■ Directions:
Turn the part of the material that opens with the line containing "FIND: leather rein" and closes with the line containing "[215,81,253,93]" into a numbered list, skipping any blank lines. Leave the pictures out of your answer.

■ Extracted material:
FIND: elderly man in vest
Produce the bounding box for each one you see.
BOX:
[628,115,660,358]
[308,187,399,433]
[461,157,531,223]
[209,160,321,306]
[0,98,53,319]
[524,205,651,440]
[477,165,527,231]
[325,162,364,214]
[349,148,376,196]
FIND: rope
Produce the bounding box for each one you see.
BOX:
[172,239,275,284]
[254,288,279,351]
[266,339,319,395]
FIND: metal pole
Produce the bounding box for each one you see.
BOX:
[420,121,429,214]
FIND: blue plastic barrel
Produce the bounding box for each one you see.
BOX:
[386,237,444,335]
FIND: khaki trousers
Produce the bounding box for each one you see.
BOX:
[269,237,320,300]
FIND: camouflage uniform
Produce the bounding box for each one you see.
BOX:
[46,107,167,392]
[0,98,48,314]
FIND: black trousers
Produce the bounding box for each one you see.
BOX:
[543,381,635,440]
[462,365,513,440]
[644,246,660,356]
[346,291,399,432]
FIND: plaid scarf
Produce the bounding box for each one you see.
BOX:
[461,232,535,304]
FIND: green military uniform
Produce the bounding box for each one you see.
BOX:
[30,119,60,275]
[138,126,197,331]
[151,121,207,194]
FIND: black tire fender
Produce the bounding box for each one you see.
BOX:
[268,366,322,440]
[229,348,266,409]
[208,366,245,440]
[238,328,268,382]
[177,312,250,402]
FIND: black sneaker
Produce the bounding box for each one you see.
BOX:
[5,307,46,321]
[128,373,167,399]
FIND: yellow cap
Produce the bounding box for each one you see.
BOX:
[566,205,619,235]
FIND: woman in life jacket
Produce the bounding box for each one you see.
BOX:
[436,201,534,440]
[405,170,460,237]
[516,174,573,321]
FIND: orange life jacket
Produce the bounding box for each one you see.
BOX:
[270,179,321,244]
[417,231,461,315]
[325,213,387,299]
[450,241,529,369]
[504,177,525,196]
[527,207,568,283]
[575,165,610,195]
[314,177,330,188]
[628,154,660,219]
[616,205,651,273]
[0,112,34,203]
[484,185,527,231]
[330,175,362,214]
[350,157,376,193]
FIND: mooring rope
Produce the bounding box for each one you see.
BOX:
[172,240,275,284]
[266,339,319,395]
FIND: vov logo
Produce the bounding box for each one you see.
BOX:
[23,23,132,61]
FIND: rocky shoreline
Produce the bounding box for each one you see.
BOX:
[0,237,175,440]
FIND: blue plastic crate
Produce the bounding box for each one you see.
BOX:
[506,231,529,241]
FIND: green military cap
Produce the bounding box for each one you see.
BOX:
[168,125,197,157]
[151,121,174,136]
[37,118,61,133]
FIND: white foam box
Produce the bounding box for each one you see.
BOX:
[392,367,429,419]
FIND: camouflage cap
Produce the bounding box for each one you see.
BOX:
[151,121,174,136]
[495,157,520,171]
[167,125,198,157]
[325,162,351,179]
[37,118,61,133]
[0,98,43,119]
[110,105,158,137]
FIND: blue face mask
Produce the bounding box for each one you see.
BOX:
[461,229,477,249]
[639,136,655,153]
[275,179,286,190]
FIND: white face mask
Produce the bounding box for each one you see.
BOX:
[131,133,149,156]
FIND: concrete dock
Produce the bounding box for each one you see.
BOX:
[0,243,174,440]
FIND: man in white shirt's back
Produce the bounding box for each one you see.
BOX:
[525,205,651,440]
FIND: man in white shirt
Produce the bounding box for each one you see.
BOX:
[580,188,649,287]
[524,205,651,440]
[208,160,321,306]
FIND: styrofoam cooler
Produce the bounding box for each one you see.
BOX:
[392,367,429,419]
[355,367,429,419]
==
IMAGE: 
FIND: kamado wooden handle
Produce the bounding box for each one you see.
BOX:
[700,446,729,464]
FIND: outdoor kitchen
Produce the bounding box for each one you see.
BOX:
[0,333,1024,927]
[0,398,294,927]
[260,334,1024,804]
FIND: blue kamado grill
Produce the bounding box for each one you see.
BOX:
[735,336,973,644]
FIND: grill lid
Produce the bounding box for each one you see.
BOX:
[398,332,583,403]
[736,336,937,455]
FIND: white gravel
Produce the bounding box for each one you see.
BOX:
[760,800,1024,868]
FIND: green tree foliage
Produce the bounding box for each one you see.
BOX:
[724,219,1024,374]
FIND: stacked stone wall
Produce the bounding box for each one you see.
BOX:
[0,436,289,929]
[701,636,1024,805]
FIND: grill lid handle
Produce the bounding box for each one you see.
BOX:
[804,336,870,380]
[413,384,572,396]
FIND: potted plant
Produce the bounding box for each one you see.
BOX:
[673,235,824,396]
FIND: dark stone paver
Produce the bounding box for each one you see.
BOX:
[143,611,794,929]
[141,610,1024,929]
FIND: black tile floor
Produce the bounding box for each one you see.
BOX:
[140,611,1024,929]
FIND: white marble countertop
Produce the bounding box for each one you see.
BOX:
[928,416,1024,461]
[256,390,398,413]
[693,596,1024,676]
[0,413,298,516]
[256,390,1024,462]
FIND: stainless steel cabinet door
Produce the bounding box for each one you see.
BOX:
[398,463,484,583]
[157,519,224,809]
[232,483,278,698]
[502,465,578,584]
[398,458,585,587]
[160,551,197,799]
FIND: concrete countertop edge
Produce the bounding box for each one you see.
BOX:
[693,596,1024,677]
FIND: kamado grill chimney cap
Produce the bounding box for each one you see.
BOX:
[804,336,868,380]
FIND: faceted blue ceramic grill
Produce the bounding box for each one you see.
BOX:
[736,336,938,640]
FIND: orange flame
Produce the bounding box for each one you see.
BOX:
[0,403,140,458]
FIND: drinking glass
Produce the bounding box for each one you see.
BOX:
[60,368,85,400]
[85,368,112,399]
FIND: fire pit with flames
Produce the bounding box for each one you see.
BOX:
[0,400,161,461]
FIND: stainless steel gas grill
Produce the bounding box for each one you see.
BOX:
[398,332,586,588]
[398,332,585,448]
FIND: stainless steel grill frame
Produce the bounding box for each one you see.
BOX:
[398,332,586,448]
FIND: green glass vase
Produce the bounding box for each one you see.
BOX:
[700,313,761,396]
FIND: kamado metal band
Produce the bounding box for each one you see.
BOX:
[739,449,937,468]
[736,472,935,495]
==
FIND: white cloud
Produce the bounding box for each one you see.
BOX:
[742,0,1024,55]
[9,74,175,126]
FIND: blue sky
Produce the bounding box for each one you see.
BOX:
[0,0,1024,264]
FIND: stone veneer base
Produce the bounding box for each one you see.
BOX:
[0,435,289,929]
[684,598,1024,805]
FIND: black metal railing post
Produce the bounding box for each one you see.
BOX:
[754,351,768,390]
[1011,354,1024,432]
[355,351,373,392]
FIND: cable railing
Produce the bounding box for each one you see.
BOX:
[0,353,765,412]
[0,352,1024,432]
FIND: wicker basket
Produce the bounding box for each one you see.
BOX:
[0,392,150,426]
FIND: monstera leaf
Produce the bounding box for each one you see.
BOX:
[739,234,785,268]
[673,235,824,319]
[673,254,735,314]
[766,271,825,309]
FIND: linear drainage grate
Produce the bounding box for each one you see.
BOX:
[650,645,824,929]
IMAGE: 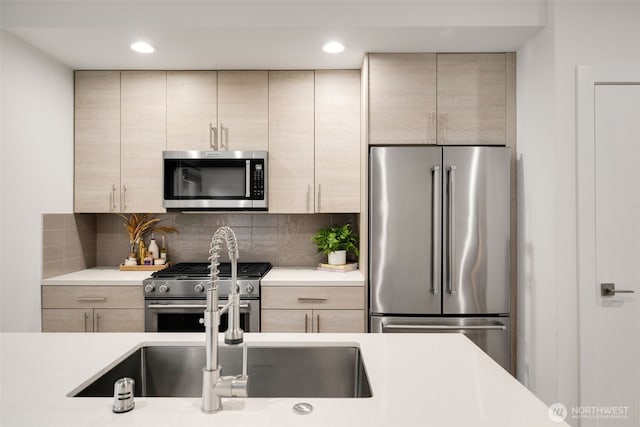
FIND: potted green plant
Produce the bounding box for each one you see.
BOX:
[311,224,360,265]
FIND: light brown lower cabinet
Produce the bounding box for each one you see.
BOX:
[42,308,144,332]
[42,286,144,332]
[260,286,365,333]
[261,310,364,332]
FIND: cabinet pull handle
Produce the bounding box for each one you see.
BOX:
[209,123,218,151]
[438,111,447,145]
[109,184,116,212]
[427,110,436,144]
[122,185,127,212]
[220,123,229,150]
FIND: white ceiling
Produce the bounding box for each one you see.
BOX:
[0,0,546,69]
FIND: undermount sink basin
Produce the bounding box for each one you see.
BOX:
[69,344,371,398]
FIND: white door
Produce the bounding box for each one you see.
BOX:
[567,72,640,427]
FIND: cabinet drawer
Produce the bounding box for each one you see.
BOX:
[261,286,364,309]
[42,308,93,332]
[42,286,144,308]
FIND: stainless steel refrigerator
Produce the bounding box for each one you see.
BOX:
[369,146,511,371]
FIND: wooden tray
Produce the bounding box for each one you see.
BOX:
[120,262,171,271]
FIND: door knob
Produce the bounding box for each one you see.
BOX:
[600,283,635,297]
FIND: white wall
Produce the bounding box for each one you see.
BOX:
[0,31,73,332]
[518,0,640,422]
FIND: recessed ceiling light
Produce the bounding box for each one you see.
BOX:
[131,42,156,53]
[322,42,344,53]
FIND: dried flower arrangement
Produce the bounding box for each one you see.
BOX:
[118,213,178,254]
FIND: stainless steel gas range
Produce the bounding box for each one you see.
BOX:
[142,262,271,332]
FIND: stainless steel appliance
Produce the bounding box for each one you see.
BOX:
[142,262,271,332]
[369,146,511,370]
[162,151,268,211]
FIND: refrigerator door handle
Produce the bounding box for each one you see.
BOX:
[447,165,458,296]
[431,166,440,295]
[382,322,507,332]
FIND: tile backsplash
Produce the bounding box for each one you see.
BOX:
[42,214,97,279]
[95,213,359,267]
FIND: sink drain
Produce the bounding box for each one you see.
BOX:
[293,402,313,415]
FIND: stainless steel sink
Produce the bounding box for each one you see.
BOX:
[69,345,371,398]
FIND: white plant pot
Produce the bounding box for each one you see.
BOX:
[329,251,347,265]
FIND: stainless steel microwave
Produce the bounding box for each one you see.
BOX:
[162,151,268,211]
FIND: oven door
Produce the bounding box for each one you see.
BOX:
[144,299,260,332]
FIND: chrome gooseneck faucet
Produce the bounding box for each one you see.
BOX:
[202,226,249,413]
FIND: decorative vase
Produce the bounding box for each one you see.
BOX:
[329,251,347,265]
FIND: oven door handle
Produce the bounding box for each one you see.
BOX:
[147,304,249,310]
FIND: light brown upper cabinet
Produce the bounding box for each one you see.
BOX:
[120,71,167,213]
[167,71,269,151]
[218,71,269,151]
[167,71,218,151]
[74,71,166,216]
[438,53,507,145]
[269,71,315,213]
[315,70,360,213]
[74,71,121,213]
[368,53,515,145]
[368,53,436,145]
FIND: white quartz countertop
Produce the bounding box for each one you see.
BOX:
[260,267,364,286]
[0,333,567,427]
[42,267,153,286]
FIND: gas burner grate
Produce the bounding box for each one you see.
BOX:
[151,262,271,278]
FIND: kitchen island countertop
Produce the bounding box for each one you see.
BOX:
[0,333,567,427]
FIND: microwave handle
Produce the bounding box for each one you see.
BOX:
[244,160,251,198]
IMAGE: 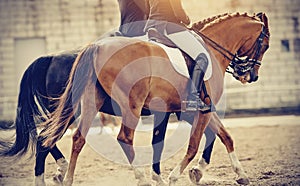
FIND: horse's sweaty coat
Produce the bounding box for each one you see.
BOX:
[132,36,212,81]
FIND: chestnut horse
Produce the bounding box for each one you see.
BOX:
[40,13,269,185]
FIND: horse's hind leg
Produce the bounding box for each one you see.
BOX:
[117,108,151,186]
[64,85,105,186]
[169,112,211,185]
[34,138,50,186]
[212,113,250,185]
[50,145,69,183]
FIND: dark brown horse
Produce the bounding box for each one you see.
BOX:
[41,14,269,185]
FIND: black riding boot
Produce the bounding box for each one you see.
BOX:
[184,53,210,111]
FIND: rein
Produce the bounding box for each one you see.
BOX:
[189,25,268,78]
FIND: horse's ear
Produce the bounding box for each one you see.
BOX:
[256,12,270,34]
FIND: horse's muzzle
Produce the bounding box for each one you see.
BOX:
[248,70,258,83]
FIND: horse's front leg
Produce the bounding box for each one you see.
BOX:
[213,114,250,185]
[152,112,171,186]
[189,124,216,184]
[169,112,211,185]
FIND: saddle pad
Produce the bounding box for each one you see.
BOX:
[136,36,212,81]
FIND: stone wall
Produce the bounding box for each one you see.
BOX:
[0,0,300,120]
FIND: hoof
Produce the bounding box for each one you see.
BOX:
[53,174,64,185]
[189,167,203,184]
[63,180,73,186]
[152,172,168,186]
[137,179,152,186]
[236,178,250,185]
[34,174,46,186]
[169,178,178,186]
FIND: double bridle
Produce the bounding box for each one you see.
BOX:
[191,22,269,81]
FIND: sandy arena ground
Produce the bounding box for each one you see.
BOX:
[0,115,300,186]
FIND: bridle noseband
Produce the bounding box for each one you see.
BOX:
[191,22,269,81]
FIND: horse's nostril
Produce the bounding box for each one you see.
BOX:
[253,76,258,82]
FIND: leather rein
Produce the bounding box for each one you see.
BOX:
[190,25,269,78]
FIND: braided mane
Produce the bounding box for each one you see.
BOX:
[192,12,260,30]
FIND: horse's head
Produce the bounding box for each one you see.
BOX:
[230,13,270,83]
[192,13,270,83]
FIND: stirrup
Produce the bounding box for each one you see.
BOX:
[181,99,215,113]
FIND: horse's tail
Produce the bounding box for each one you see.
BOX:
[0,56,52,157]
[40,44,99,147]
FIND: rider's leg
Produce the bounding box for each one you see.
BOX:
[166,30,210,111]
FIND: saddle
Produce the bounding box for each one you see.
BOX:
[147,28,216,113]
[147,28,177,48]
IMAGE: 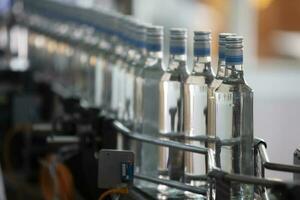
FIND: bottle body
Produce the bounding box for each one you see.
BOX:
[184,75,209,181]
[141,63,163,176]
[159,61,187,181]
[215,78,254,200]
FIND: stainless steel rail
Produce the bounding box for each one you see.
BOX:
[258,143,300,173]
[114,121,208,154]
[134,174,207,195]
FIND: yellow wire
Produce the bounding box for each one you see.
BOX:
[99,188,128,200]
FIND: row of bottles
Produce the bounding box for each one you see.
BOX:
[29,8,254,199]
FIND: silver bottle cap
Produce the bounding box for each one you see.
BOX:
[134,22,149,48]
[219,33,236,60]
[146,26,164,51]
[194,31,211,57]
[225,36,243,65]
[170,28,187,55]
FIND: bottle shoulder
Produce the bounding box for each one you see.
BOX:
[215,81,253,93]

■ Expected answer:
1. FIND: leather rein
2. Produce the bounding box for each one you see.
3. BOX:
4. [190,25,269,78]
5. FIND: braided mane
6. Produce the bounding box for each one you see.
7. BOX:
8. [192,12,260,30]
9. FIND: horse's head
10. Produce the bounding box for each one you see.
11. BOX:
12. [230,13,270,83]
13. [192,13,270,83]
14. FIND: stirrup
15. Produce the bounding box for each one you see.
16. BOX:
17. [181,99,215,113]
18. FIND: horse's tail
19. Produce the bounding box for each one you see.
20. BOX:
21. [0,56,52,157]
22. [40,44,99,147]
23. FIND: rider's leg
24. Produce the bounding box for each one you see.
25. BOX:
26. [166,30,210,111]
27. FIND: saddle
28. Produce the bounding box for each one you see.
29. BOX:
30. [147,28,216,113]
31. [147,28,177,48]
32. IMAGE: 
33. FIND: bottle body
34. Produce the bounding box for each one you see.
35. BOX:
36. [184,75,209,181]
37. [141,63,163,176]
38. [159,61,187,181]
39. [215,78,254,200]
40. FIND: stainless steel rail
41. Produce the bounding box for each one you see.
42. BOX:
43. [258,143,300,173]
44. [114,121,208,154]
45. [134,174,207,195]
46. FIND: yellow wire
47. Produce the bounding box for each one you see.
48. BOX:
49. [99,188,128,200]
50. FIND: row of bottles
51. Produce the bounding box for each one you see.
52. BOX:
53. [29,8,254,199]
54. FIND: silver bottle cap
55. Produce the bounding box for each one you see.
56. BOX:
57. [134,22,149,48]
58. [219,33,236,60]
59. [146,26,164,51]
60. [194,31,211,57]
61. [225,36,243,65]
62. [170,28,187,55]
63. FIND: bottle shoulder
64. Produce the bounding box for each one you see.
65. BOX:
66. [215,81,253,93]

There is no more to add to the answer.